**DOCUMENT EXTRACT:**
The globalized world was not ready for a pandemic, the COVID-19 (C19) has left unforeseen consequences that have affected us in a general way. In response to the health crisis, governments have chosen measures to preserve life, measures that have and will have serious repercussions for everyone, employees, and employers, who have and will have lost means of subsistence and wealth.

The Intellectual Property (IP) system plays a fundamental role in the midst of crises and catastrophes, since the solution, as always, is found in human ingenuity, in the ability to provide solutions and new solutions to the problems that concern us.

It is under these circumstances that in search of these solutions, conflicts arise from a legal point of view of “rights”, on the one hand, that of the inventors and on the other, the rights of public interest (international humanitarian law when framed in respect for the right to life and health). For example, compulsory licenses as a measure of the state in order to protect the general interests.

This figure is defined as the power of the State to grant patent licenses without the consent of the owner and also supported by the power of the Ministry of Health and Social Protection to “declare of interest in public health drugs, medical devices, vaccines and other technologies in health that are used for the diagnosis, prevention, and treatment of C19 ”.

**ENTRIES SUPPLIED:**
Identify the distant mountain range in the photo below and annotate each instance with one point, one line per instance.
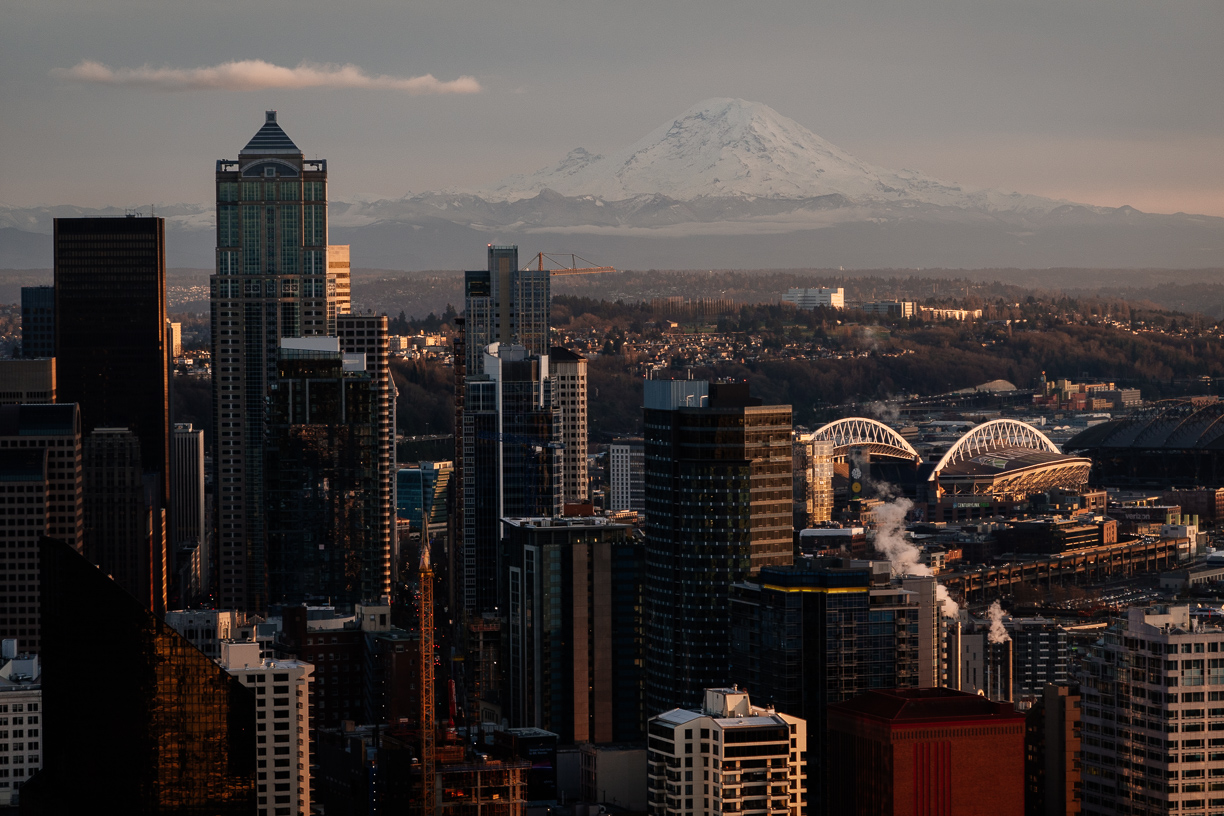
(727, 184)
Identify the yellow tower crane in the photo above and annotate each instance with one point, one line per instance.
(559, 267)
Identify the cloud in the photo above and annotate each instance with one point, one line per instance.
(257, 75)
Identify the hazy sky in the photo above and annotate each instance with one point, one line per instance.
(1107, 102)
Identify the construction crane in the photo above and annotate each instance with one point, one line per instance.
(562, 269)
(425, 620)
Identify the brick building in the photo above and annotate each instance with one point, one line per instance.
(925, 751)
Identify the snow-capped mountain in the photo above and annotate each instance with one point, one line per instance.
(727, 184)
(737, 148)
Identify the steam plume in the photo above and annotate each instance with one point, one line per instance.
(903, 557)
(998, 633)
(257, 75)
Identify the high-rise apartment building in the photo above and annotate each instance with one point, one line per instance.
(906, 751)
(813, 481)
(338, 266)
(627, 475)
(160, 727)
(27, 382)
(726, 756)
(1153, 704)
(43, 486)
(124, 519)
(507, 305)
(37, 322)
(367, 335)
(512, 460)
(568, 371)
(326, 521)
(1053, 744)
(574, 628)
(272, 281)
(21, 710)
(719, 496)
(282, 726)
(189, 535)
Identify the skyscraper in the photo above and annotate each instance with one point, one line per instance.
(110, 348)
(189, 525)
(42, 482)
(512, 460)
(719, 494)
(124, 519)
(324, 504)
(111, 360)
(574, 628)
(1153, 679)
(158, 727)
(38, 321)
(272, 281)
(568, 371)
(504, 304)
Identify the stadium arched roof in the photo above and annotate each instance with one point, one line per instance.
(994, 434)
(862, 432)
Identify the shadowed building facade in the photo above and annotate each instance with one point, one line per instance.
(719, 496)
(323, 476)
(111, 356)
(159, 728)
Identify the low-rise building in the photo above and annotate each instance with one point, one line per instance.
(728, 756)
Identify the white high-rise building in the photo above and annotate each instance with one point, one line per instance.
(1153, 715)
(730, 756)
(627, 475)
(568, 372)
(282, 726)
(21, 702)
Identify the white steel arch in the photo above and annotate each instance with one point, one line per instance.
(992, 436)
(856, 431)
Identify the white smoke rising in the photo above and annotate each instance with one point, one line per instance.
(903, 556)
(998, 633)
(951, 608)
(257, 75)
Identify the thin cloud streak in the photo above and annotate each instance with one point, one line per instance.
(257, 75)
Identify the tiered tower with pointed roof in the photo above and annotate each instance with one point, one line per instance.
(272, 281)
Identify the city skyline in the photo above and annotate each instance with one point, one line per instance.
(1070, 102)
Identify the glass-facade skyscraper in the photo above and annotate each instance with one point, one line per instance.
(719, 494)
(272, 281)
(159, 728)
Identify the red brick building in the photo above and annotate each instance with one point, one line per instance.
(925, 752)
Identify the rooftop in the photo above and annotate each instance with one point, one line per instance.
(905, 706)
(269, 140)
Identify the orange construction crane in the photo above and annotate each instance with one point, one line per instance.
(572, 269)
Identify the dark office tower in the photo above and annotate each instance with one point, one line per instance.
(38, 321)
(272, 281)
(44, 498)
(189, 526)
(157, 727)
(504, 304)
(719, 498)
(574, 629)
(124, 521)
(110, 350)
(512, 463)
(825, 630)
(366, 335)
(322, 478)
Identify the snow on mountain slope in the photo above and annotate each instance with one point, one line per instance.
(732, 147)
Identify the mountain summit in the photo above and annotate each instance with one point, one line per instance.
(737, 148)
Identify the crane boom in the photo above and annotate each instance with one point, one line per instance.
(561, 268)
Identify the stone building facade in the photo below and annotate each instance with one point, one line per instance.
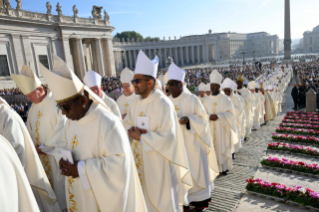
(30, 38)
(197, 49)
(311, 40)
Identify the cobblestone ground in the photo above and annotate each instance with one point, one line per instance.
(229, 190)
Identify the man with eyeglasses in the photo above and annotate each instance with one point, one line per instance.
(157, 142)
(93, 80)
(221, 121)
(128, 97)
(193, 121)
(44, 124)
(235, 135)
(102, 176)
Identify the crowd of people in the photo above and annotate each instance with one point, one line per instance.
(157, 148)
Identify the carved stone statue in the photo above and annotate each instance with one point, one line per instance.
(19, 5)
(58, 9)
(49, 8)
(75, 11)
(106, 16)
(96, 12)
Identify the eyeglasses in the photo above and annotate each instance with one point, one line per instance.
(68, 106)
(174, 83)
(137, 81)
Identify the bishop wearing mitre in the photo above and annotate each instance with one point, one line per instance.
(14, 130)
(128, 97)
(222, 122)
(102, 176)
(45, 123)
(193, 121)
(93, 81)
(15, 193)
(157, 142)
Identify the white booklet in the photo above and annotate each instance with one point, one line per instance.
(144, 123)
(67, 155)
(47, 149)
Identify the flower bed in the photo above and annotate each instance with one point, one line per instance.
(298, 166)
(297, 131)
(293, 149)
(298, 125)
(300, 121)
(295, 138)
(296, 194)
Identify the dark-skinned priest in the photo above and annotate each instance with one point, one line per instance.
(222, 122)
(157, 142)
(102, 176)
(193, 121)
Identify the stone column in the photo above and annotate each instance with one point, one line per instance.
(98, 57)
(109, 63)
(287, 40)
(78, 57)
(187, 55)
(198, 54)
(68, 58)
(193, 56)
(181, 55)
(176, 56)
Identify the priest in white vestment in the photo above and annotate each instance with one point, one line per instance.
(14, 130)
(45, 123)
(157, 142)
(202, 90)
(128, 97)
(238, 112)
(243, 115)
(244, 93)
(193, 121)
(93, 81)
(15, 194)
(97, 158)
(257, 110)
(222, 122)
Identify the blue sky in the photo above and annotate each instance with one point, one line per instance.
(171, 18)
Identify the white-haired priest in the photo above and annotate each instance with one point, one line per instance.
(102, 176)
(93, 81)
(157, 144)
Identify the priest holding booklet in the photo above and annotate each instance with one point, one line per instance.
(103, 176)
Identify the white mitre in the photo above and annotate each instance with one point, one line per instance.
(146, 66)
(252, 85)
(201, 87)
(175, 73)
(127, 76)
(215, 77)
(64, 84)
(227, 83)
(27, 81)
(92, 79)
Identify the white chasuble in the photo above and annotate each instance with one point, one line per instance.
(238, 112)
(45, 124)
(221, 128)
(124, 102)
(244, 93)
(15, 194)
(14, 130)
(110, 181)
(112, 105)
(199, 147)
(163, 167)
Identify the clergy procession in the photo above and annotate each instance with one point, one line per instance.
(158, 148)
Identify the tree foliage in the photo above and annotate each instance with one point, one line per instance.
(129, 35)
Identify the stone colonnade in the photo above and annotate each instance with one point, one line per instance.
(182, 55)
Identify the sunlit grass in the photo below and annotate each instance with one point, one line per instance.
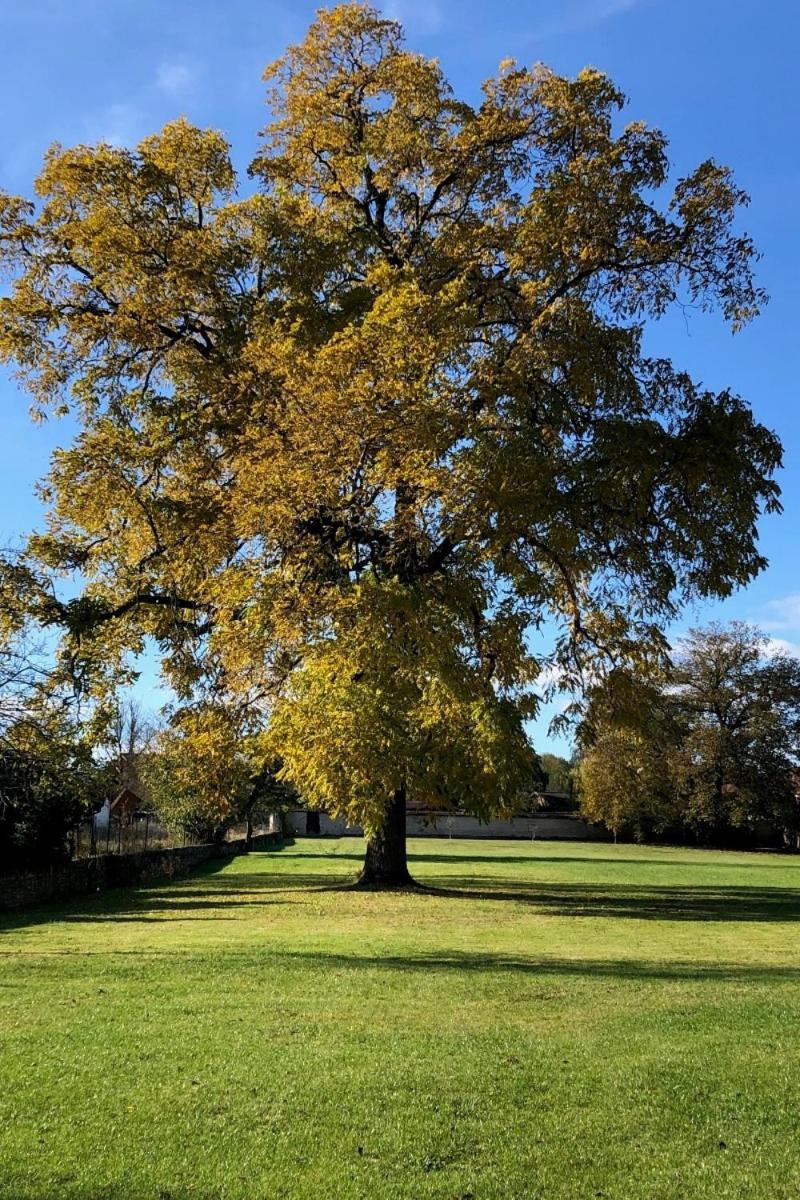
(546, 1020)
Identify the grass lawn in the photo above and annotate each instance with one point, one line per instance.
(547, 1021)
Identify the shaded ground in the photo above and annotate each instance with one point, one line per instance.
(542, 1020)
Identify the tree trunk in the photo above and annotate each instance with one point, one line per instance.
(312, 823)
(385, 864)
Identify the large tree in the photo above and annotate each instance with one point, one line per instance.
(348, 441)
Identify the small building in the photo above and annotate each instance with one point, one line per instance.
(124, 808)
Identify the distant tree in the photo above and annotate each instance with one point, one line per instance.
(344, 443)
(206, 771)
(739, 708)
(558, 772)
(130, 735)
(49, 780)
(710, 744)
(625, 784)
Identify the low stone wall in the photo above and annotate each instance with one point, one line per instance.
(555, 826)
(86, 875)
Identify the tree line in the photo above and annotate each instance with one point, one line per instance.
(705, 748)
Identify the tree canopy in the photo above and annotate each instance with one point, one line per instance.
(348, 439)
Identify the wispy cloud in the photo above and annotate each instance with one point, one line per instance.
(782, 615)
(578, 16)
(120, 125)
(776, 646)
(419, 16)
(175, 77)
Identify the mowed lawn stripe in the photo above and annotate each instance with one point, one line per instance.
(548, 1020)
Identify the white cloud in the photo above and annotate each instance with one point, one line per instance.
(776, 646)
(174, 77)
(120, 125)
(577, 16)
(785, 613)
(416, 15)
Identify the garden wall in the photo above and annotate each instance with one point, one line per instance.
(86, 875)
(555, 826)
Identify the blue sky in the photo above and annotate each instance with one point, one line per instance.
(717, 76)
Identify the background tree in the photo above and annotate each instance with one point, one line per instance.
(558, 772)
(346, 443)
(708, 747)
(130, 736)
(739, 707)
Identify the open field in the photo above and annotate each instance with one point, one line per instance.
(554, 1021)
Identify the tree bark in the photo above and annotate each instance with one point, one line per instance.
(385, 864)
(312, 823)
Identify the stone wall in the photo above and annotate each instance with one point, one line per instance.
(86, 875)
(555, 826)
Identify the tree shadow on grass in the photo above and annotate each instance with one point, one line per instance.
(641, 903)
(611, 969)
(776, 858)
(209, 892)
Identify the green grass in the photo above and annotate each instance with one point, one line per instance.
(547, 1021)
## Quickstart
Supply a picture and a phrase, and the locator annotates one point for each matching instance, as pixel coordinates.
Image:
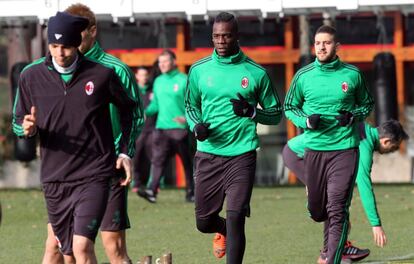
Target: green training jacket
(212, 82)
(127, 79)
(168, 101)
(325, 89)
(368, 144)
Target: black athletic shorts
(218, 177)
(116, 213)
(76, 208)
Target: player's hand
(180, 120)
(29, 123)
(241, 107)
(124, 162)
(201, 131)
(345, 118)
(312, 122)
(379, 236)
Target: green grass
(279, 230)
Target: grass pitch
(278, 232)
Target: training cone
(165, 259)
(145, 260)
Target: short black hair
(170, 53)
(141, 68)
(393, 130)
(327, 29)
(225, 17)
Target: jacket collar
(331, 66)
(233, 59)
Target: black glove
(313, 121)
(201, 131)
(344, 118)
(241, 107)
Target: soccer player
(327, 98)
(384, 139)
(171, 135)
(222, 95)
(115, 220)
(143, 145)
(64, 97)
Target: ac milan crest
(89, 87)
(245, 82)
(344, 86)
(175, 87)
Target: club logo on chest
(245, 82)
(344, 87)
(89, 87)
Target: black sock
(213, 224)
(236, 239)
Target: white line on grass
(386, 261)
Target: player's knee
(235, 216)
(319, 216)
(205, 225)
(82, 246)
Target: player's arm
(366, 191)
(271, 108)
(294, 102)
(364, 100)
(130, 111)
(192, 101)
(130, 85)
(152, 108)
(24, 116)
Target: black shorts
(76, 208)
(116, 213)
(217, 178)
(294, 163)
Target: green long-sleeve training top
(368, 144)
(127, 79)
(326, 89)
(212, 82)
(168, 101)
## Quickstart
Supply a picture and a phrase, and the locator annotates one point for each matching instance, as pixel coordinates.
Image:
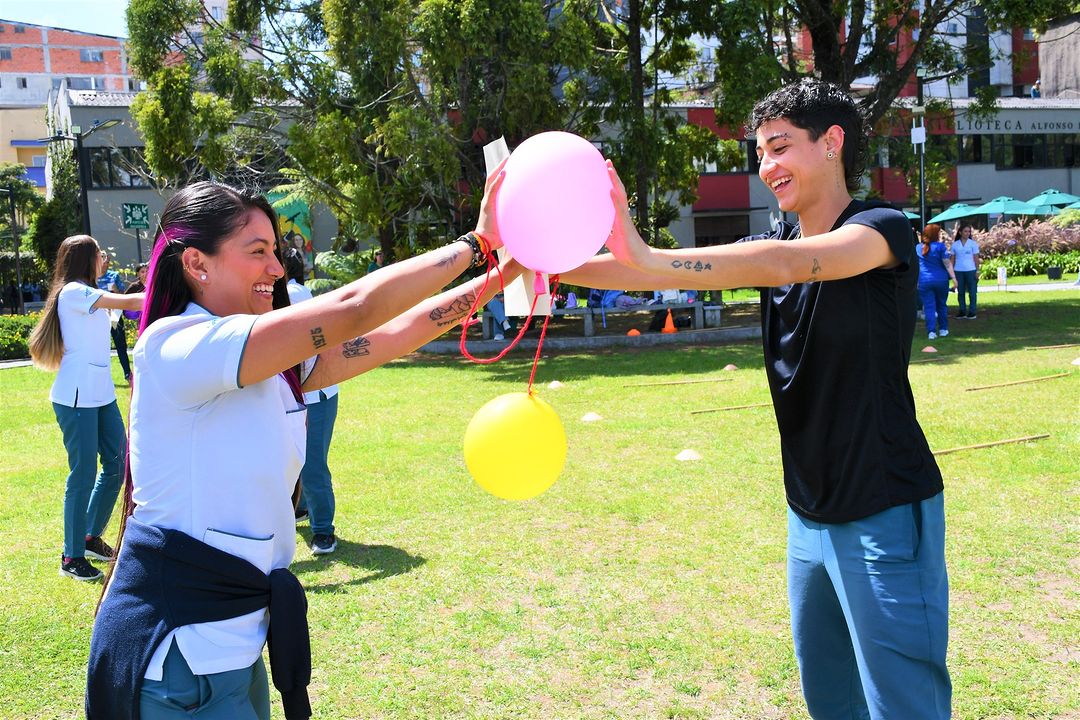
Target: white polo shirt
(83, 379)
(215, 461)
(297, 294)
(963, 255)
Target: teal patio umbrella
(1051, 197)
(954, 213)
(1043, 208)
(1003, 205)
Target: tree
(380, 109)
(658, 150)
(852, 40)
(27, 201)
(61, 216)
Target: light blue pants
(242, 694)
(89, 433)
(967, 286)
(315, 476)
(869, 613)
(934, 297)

**THINGS TO DO:**
- a) Rewrite the paragraph of the COVID-19 text beginning "The globalized world was not ready" in a shorter form, keeping its main facts.
- b) Give the part of the COVID-19 text between "It is under" and "the general interests.", inclusive, again, changing "inventors" to "patent holders".
- c) According to the COVID-19 text, what role does the Intellectual Property system play in the midst of crises and catastrophes?

**SOLUTIONS TO EACH TASK:**
- a) The globalized world was unprepared for the COVID-19 pandemic, whose unforeseen consequences have affected everyone. To preserve life, governments adopted measures with serious repercussions for employees and employers, who have lost and will lose means of subsistence and wealth.

- b)
It is under these circumstances that in search of these solutions, conflicts arise from a legal point of view of “rights”, on the one hand, that of the patent holders and on the other, the rights of public interest (international humanitarian law when framed in respect for the right to life and health). For example, compulsory licenses as a measure of the state in order to protect the general interests.

- c) It plays a fundamental role, since the solution is found in human ingenuity.